WRITTEN TASK: Copy the entries below word for word, omitting the pictures.

GIVEN RECORDS:
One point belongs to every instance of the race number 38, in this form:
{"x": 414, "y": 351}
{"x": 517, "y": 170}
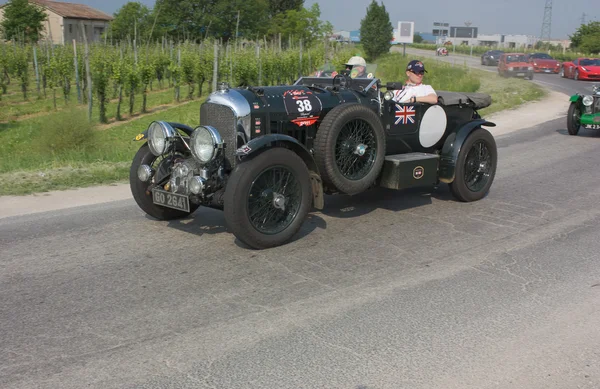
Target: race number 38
{"x": 302, "y": 104}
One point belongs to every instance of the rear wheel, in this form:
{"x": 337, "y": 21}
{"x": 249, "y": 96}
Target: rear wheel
{"x": 139, "y": 189}
{"x": 475, "y": 167}
{"x": 350, "y": 148}
{"x": 267, "y": 198}
{"x": 573, "y": 119}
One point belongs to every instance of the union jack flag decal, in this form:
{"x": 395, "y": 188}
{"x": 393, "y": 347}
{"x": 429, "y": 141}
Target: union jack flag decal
{"x": 405, "y": 114}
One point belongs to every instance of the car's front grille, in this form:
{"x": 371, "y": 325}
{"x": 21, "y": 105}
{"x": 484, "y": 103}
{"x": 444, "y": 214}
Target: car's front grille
{"x": 223, "y": 119}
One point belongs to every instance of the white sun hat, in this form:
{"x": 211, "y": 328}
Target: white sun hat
{"x": 356, "y": 61}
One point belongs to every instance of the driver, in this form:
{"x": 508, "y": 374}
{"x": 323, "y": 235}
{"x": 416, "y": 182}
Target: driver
{"x": 414, "y": 91}
{"x": 357, "y": 66}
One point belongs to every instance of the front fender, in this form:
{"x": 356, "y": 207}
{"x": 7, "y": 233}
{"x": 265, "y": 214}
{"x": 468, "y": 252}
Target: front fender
{"x": 452, "y": 147}
{"x": 187, "y": 129}
{"x": 263, "y": 143}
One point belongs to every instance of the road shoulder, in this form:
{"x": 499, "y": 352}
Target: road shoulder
{"x": 553, "y": 106}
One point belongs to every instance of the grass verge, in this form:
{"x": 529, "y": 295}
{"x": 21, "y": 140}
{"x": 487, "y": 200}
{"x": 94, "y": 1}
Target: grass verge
{"x": 62, "y": 150}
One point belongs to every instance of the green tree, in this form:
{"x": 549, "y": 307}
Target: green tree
{"x": 304, "y": 24}
{"x": 281, "y": 6}
{"x": 585, "y": 30}
{"x": 376, "y": 31}
{"x": 23, "y": 20}
{"x": 591, "y": 43}
{"x": 133, "y": 17}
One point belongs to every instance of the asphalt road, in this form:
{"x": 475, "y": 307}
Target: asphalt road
{"x": 552, "y": 81}
{"x": 384, "y": 290}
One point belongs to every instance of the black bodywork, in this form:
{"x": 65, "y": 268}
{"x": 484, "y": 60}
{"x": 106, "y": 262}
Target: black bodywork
{"x": 304, "y": 120}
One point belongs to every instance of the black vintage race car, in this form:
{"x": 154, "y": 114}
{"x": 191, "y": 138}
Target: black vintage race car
{"x": 267, "y": 155}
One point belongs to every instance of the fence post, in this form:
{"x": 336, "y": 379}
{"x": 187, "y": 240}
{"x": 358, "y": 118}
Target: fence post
{"x": 215, "y": 67}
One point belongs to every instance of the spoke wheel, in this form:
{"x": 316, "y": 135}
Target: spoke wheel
{"x": 573, "y": 119}
{"x": 475, "y": 166}
{"x": 274, "y": 200}
{"x": 478, "y": 166}
{"x": 267, "y": 198}
{"x": 350, "y": 148}
{"x": 356, "y": 150}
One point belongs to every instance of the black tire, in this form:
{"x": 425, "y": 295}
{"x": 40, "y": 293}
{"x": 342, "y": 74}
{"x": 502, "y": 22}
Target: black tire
{"x": 573, "y": 122}
{"x": 138, "y": 189}
{"x": 333, "y": 145}
{"x": 243, "y": 194}
{"x": 467, "y": 161}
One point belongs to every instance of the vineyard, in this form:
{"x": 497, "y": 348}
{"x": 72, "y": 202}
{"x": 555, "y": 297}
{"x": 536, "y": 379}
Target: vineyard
{"x": 41, "y": 77}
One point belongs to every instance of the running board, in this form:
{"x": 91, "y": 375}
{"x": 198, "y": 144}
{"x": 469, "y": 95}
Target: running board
{"x": 401, "y": 171}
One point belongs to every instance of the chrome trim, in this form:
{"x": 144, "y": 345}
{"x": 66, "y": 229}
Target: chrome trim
{"x": 238, "y": 104}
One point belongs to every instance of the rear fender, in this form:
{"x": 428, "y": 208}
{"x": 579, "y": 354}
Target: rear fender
{"x": 452, "y": 147}
{"x": 263, "y": 143}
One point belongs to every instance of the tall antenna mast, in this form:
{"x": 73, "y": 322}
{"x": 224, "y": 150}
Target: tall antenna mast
{"x": 547, "y": 23}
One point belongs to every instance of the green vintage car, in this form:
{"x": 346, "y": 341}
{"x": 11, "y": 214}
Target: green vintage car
{"x": 584, "y": 111}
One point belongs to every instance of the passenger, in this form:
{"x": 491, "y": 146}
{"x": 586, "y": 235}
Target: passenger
{"x": 414, "y": 91}
{"x": 357, "y": 66}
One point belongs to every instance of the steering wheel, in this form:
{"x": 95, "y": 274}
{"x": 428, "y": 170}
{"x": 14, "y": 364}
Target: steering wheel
{"x": 345, "y": 81}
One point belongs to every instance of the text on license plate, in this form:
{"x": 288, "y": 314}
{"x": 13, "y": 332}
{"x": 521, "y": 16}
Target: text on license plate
{"x": 171, "y": 200}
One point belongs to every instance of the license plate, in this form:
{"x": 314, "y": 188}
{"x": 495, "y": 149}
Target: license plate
{"x": 170, "y": 200}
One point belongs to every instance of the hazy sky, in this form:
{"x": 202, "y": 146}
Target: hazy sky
{"x": 513, "y": 17}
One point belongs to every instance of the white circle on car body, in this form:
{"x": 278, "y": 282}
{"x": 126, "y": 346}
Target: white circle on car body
{"x": 433, "y": 126}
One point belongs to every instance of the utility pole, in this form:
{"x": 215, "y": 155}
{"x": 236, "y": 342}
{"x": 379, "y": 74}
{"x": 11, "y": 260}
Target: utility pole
{"x": 547, "y": 22}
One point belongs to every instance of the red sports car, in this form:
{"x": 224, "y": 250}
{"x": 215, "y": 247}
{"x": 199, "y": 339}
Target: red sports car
{"x": 543, "y": 63}
{"x": 582, "y": 69}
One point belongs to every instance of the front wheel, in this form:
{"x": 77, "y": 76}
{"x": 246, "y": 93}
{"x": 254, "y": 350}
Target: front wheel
{"x": 139, "y": 189}
{"x": 475, "y": 167}
{"x": 267, "y": 198}
{"x": 573, "y": 119}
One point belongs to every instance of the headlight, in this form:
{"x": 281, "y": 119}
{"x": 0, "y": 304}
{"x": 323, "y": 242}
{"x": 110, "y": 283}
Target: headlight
{"x": 160, "y": 135}
{"x": 588, "y": 100}
{"x": 205, "y": 143}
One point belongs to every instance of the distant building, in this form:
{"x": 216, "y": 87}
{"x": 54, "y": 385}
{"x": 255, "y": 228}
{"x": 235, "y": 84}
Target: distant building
{"x": 63, "y": 22}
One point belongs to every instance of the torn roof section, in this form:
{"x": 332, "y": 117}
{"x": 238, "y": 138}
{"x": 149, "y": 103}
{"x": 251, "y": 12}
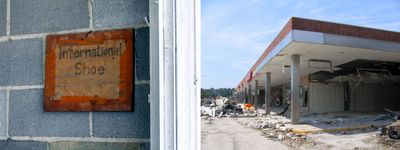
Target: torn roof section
{"x": 319, "y": 40}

WORKED ANSWER:
One point belongs to every instance of the race number 38, in this form:
{"x": 414, "y": 351}
{"x": 517, "y": 170}
Target: race number 38
{"x": 302, "y": 104}
One point belongs to every instance of the rear wheel, in this form:
{"x": 337, "y": 21}
{"x": 249, "y": 96}
Target: rear wheel
{"x": 139, "y": 189}
{"x": 475, "y": 167}
{"x": 350, "y": 148}
{"x": 267, "y": 198}
{"x": 573, "y": 119}
One point belongs to every instance of the union jack flag decal, in this form:
{"x": 395, "y": 188}
{"x": 393, "y": 347}
{"x": 429, "y": 141}
Target: union jack flag decal
{"x": 405, "y": 114}
One point belongs to every instance of the car's front grille, in this form:
{"x": 371, "y": 325}
{"x": 21, "y": 105}
{"x": 484, "y": 103}
{"x": 444, "y": 214}
Target: car's front grille
{"x": 223, "y": 119}
One point belongs to every instance of the white sun hat, in this form:
{"x": 211, "y": 328}
Target: white sun hat
{"x": 356, "y": 61}
One point belongs to every instance of the driver, in this form:
{"x": 508, "y": 374}
{"x": 323, "y": 235}
{"x": 416, "y": 182}
Target: driver
{"x": 414, "y": 91}
{"x": 357, "y": 66}
One point belongs to every instance of the front fender, in this form:
{"x": 356, "y": 207}
{"x": 7, "y": 233}
{"x": 265, "y": 214}
{"x": 468, "y": 252}
Target: front fender
{"x": 452, "y": 147}
{"x": 187, "y": 129}
{"x": 263, "y": 143}
One point belongs to every instance of the road shoulder, in this form:
{"x": 499, "y": 352}
Target: road shoulder
{"x": 553, "y": 106}
One point belongs to every instance of the grass verge, in this form:
{"x": 529, "y": 295}
{"x": 21, "y": 140}
{"x": 487, "y": 200}
{"x": 94, "y": 1}
Target: grass verge
{"x": 62, "y": 150}
One point belongs to every instance of the green tree, in this form:
{"x": 549, "y": 307}
Target: green tree
{"x": 304, "y": 24}
{"x": 281, "y": 6}
{"x": 585, "y": 30}
{"x": 376, "y": 31}
{"x": 23, "y": 20}
{"x": 591, "y": 43}
{"x": 133, "y": 17}
One point belongs to every instance of the asphalt road, in this form:
{"x": 475, "y": 307}
Target: asphalt road
{"x": 552, "y": 81}
{"x": 384, "y": 290}
One point belongs to every instance of the black bodywork, in this form:
{"x": 65, "y": 268}
{"x": 484, "y": 60}
{"x": 106, "y": 262}
Target: black bodywork
{"x": 304, "y": 120}
One point belongs to every instance of the black vintage race car, in this form:
{"x": 154, "y": 114}
{"x": 191, "y": 138}
Target: black vintage race car
{"x": 267, "y": 155}
One point belongs to every instance of the fence post, in this form:
{"x": 336, "y": 379}
{"x": 187, "y": 240}
{"x": 358, "y": 118}
Target: fence post
{"x": 215, "y": 67}
One point belongs to every instance of the spoke wheel, in this form:
{"x": 316, "y": 135}
Target: spoke wheel
{"x": 573, "y": 119}
{"x": 475, "y": 166}
{"x": 274, "y": 200}
{"x": 478, "y": 166}
{"x": 267, "y": 198}
{"x": 350, "y": 148}
{"x": 356, "y": 150}
One point belongs to every instance of the black tire, in this form:
{"x": 425, "y": 295}
{"x": 40, "y": 293}
{"x": 342, "y": 74}
{"x": 502, "y": 22}
Target: black tire
{"x": 573, "y": 122}
{"x": 138, "y": 189}
{"x": 333, "y": 145}
{"x": 243, "y": 194}
{"x": 467, "y": 161}
One point belongs to every instance of the vineyard, in this form:
{"x": 497, "y": 348}
{"x": 72, "y": 202}
{"x": 555, "y": 297}
{"x": 536, "y": 379}
Target: vineyard
{"x": 41, "y": 77}
One point belongs to every instance of the running board, in this form:
{"x": 91, "y": 375}
{"x": 198, "y": 144}
{"x": 469, "y": 95}
Target: running board
{"x": 401, "y": 171}
One point belongs to every instance of the chrome trim, in this form:
{"x": 144, "y": 345}
{"x": 66, "y": 229}
Target: chrome trim
{"x": 238, "y": 104}
One point belongs to every instance of the rear fender, in this form:
{"x": 428, "y": 208}
{"x": 579, "y": 354}
Target: rear fender
{"x": 452, "y": 147}
{"x": 263, "y": 143}
One point belongs to every instance of the tall antenna mast, in this form:
{"x": 73, "y": 322}
{"x": 224, "y": 150}
Target: tall antenna mast
{"x": 547, "y": 23}
One point belongs to every instance of the green vintage car, in this form:
{"x": 346, "y": 341}
{"x": 11, "y": 214}
Target: green vintage car
{"x": 584, "y": 111}
One point belongs to every instance of the passenger, in this form:
{"x": 491, "y": 146}
{"x": 586, "y": 235}
Target: passenger
{"x": 414, "y": 91}
{"x": 357, "y": 66}
One point belongs to every instance of the steering wheel, in this form:
{"x": 95, "y": 274}
{"x": 428, "y": 170}
{"x": 14, "y": 364}
Target: steering wheel
{"x": 345, "y": 81}
One point belongs to every instance of the text on license plate, in this form:
{"x": 288, "y": 314}
{"x": 13, "y": 332}
{"x": 521, "y": 16}
Target: text on license plate
{"x": 171, "y": 200}
One point belongs to every instance of the license plate, in this form:
{"x": 314, "y": 188}
{"x": 495, "y": 149}
Target: license plate
{"x": 170, "y": 200}
One point belongs to every instance of the hazy sky, in this form:
{"x": 202, "y": 146}
Target: hazy sky
{"x": 513, "y": 17}
One point belongs to every instance of the white circle on car body, in this form:
{"x": 278, "y": 282}
{"x": 126, "y": 346}
Target: white circle on car body
{"x": 433, "y": 126}
One point belongs to every instance of the utility pole, in this form:
{"x": 215, "y": 155}
{"x": 236, "y": 342}
{"x": 379, "y": 74}
{"x": 11, "y": 260}
Target: utility pole
{"x": 547, "y": 22}
One point belongs to every instance of the red sports car, in this form:
{"x": 224, "y": 250}
{"x": 215, "y": 247}
{"x": 199, "y": 339}
Target: red sports car
{"x": 543, "y": 63}
{"x": 582, "y": 69}
One point belongs to every instance of the front wheel, in this form:
{"x": 77, "y": 76}
{"x": 246, "y": 93}
{"x": 254, "y": 350}
Target: front wheel
{"x": 139, "y": 189}
{"x": 475, "y": 167}
{"x": 267, "y": 198}
{"x": 573, "y": 119}
One point belongs to every instance of the headlight, in this form:
{"x": 281, "y": 119}
{"x": 0, "y": 304}
{"x": 323, "y": 242}
{"x": 110, "y": 283}
Target: headlight
{"x": 160, "y": 135}
{"x": 588, "y": 100}
{"x": 205, "y": 143}
One point belongs to every instance of the distant building, in this form:
{"x": 216, "y": 87}
{"x": 54, "y": 385}
{"x": 255, "y": 228}
{"x": 235, "y": 84}
Target: distant building
{"x": 63, "y": 22}
One point belongs to every instance of the torn roof section, in this form:
{"x": 332, "y": 117}
{"x": 238, "y": 138}
{"x": 149, "y": 103}
{"x": 251, "y": 12}
Target: torn roof section
{"x": 319, "y": 40}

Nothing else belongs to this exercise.